■ PROVIDED RECORDS
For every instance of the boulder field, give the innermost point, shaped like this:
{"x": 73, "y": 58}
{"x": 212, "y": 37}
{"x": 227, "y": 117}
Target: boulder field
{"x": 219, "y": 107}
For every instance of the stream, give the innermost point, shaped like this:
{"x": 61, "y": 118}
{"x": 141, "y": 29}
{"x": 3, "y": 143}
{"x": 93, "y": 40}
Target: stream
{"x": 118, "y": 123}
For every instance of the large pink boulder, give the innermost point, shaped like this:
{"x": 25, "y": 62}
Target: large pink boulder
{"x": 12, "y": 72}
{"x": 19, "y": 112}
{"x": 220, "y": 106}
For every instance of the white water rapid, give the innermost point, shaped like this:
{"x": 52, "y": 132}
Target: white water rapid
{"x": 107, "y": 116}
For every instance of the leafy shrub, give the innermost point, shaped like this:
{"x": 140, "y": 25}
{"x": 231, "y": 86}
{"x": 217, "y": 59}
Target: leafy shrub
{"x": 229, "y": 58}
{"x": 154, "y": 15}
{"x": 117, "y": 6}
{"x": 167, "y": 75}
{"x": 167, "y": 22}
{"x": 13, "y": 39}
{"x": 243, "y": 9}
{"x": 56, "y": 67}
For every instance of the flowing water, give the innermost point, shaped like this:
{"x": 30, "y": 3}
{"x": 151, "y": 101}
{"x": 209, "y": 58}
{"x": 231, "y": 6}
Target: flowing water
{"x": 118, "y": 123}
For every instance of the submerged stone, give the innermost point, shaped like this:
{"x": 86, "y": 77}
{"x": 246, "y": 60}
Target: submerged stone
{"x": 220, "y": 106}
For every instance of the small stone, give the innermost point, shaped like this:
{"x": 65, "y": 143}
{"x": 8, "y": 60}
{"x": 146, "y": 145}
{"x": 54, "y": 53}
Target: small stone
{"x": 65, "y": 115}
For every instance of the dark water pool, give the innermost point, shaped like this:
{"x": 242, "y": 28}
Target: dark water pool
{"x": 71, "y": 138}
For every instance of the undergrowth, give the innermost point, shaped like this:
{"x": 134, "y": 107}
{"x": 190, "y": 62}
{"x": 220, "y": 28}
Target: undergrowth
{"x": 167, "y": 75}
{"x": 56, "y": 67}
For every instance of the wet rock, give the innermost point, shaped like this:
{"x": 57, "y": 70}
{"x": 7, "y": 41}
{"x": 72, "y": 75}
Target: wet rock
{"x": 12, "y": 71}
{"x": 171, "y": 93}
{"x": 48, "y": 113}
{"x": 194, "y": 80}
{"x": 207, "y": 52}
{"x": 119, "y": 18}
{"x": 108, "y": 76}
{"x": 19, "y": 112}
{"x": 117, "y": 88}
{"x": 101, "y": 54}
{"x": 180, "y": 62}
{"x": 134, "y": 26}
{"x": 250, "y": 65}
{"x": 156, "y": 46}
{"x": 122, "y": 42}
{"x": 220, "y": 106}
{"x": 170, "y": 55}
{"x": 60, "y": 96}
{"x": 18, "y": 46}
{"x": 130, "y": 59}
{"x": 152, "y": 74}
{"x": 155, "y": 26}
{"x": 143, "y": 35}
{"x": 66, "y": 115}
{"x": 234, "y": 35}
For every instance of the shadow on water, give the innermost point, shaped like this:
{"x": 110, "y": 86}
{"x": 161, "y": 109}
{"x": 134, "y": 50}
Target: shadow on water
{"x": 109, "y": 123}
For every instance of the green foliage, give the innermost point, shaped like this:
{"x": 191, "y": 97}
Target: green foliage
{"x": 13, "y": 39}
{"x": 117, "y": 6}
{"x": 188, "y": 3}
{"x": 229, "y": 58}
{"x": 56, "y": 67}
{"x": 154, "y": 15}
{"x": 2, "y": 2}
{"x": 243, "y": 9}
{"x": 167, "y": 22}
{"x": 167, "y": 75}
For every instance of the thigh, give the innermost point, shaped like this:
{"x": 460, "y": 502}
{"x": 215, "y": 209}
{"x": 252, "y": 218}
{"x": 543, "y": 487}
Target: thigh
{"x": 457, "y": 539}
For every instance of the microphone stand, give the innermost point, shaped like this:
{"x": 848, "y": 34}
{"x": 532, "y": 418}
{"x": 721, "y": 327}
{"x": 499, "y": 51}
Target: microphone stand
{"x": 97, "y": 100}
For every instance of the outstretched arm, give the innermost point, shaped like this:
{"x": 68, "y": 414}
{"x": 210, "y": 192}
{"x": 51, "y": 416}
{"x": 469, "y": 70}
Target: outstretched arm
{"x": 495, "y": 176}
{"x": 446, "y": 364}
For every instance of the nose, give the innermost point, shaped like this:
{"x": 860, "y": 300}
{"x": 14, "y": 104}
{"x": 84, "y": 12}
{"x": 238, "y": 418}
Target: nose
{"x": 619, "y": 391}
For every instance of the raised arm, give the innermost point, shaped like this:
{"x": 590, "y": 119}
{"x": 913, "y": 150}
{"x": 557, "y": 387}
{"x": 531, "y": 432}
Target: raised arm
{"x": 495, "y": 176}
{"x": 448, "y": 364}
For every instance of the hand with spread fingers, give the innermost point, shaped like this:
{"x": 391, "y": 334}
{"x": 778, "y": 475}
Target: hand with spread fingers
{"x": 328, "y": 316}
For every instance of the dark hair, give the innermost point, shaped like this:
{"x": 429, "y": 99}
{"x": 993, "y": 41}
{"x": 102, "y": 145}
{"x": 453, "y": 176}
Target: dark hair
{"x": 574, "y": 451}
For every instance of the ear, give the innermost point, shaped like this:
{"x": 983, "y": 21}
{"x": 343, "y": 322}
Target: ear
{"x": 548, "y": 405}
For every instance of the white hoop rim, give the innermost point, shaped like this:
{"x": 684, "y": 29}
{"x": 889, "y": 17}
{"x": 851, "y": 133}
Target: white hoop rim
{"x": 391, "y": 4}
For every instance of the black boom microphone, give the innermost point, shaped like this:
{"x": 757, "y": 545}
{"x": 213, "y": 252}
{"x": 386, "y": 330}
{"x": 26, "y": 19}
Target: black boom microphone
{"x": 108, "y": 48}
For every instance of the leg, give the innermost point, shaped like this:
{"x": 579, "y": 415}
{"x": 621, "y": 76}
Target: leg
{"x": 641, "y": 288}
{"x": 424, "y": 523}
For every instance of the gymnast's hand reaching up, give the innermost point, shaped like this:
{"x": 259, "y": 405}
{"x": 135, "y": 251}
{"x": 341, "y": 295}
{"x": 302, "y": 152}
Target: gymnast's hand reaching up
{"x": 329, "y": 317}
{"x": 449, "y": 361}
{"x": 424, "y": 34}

■ EXERCISE DIRECTIONS
Would you reproduce the full listing shown above, word for word?

■ YOUR RESPONSE
For every instance of the boulder field, give the innermost point, shaped like this:
{"x": 73, "y": 58}
{"x": 212, "y": 37}
{"x": 227, "y": 117}
Target: boulder field
{"x": 219, "y": 107}
For every instance of the stream, give the innermost point, shaped like this:
{"x": 61, "y": 118}
{"x": 141, "y": 29}
{"x": 3, "y": 143}
{"x": 93, "y": 40}
Target: stream
{"x": 118, "y": 123}
For every instance of the large pink boulder, give the innermost point, shaped like this:
{"x": 25, "y": 62}
Target: large pink boulder
{"x": 12, "y": 72}
{"x": 19, "y": 112}
{"x": 220, "y": 106}
For every instance of the white water rapid, give the innermost point, shaped like this:
{"x": 52, "y": 132}
Target: white water rapid
{"x": 107, "y": 116}
For every instance of the leafy shrub, give the innermost point, shaped like this:
{"x": 140, "y": 25}
{"x": 231, "y": 86}
{"x": 217, "y": 59}
Target: leafy shrub
{"x": 229, "y": 58}
{"x": 154, "y": 15}
{"x": 117, "y": 6}
{"x": 167, "y": 75}
{"x": 167, "y": 22}
{"x": 13, "y": 39}
{"x": 243, "y": 9}
{"x": 56, "y": 67}
For every instance of the flowing water, give the innermost point, shaped like this:
{"x": 30, "y": 3}
{"x": 151, "y": 101}
{"x": 209, "y": 58}
{"x": 231, "y": 6}
Target: flowing water
{"x": 118, "y": 123}
For every instance of the submerged stone, give the innermost point, shaped like this:
{"x": 86, "y": 77}
{"x": 246, "y": 60}
Target: submerged stone
{"x": 220, "y": 106}
For every instance of the small stone, give the innermost point, shaped like this:
{"x": 65, "y": 143}
{"x": 8, "y": 60}
{"x": 146, "y": 145}
{"x": 54, "y": 53}
Target: small stone
{"x": 65, "y": 115}
For every instance of the dark water pool, give the innermost point, shaped like this:
{"x": 242, "y": 28}
Target: dark water pool
{"x": 71, "y": 138}
For every instance of the undergrowth, give the innermost point, shaped like this:
{"x": 134, "y": 107}
{"x": 190, "y": 62}
{"x": 220, "y": 28}
Target: undergrowth
{"x": 167, "y": 75}
{"x": 56, "y": 67}
For every instance of the wet rock, give the innermost point, shaped like this:
{"x": 57, "y": 70}
{"x": 7, "y": 41}
{"x": 72, "y": 75}
Target: wet rock
{"x": 12, "y": 71}
{"x": 171, "y": 93}
{"x": 48, "y": 113}
{"x": 194, "y": 80}
{"x": 207, "y": 52}
{"x": 119, "y": 18}
{"x": 108, "y": 76}
{"x": 19, "y": 112}
{"x": 117, "y": 88}
{"x": 101, "y": 54}
{"x": 180, "y": 62}
{"x": 134, "y": 26}
{"x": 250, "y": 65}
{"x": 156, "y": 46}
{"x": 122, "y": 42}
{"x": 220, "y": 106}
{"x": 170, "y": 55}
{"x": 60, "y": 96}
{"x": 18, "y": 46}
{"x": 130, "y": 59}
{"x": 152, "y": 74}
{"x": 155, "y": 26}
{"x": 143, "y": 35}
{"x": 66, "y": 115}
{"x": 234, "y": 35}
For every instance of the shadow on water, give the innermost point, shaped like this:
{"x": 110, "y": 86}
{"x": 161, "y": 109}
{"x": 134, "y": 50}
Target: shadow on water
{"x": 109, "y": 123}
For every instance of the green foliage, give the innermost point, shaped like this:
{"x": 191, "y": 97}
Target: green foliage
{"x": 13, "y": 39}
{"x": 117, "y": 6}
{"x": 188, "y": 3}
{"x": 229, "y": 58}
{"x": 56, "y": 67}
{"x": 154, "y": 15}
{"x": 2, "y": 2}
{"x": 243, "y": 9}
{"x": 167, "y": 22}
{"x": 167, "y": 75}
For every instance of the thigh, give the innermost point, shaped like this:
{"x": 460, "y": 502}
{"x": 215, "y": 209}
{"x": 252, "y": 218}
{"x": 543, "y": 487}
Target: thigh
{"x": 457, "y": 539}
For every instance of the microphone stand, give the innermost point, shaped like this:
{"x": 848, "y": 34}
{"x": 532, "y": 418}
{"x": 721, "y": 327}
{"x": 499, "y": 51}
Target: microphone stand
{"x": 97, "y": 100}
For every instance of the outstretched arm, give the innermost point, shaped like this:
{"x": 68, "y": 414}
{"x": 210, "y": 192}
{"x": 51, "y": 416}
{"x": 469, "y": 70}
Target: outstretched arm
{"x": 495, "y": 176}
{"x": 446, "y": 364}
For every instance of the nose, give the innermost point, shaped like this:
{"x": 860, "y": 300}
{"x": 14, "y": 104}
{"x": 84, "y": 12}
{"x": 238, "y": 418}
Target: nose
{"x": 619, "y": 391}
For every instance of the raised arm, give the innermost point, shaped like this:
{"x": 590, "y": 119}
{"x": 913, "y": 150}
{"x": 557, "y": 387}
{"x": 531, "y": 432}
Target: raised arm
{"x": 495, "y": 176}
{"x": 448, "y": 364}
For every instance of the hand with spread fingers, give the innermost point, shaped like this:
{"x": 391, "y": 334}
{"x": 778, "y": 475}
Target: hand with spread fingers
{"x": 328, "y": 316}
For every instance of the dark hair, give the innermost point, shaped like this:
{"x": 429, "y": 99}
{"x": 993, "y": 41}
{"x": 102, "y": 145}
{"x": 453, "y": 176}
Target: dark hair
{"x": 574, "y": 451}
For every instance of the ear, give the innermost point, shaped like this:
{"x": 983, "y": 21}
{"x": 343, "y": 322}
Target: ear
{"x": 548, "y": 405}
For every instance of the white hoop rim, give the innermost point, shaped like this:
{"x": 684, "y": 29}
{"x": 889, "y": 17}
{"x": 851, "y": 133}
Target: white hoop rim
{"x": 391, "y": 4}
For every instance of the black boom microphone, give the innermost point, shaped like this:
{"x": 757, "y": 545}
{"x": 213, "y": 252}
{"x": 386, "y": 330}
{"x": 26, "y": 19}
Target: black boom microphone
{"x": 108, "y": 48}
For every instance of the leg, give the innermost point, shaped like this:
{"x": 579, "y": 415}
{"x": 621, "y": 76}
Target: leg
{"x": 641, "y": 288}
{"x": 424, "y": 523}
For every instance of the gymnast's hand reaching up, give the innermost point, shaped like this:
{"x": 259, "y": 405}
{"x": 135, "y": 251}
{"x": 341, "y": 295}
{"x": 302, "y": 152}
Target: gymnast's hand reaching up
{"x": 329, "y": 317}
{"x": 449, "y": 361}
{"x": 424, "y": 34}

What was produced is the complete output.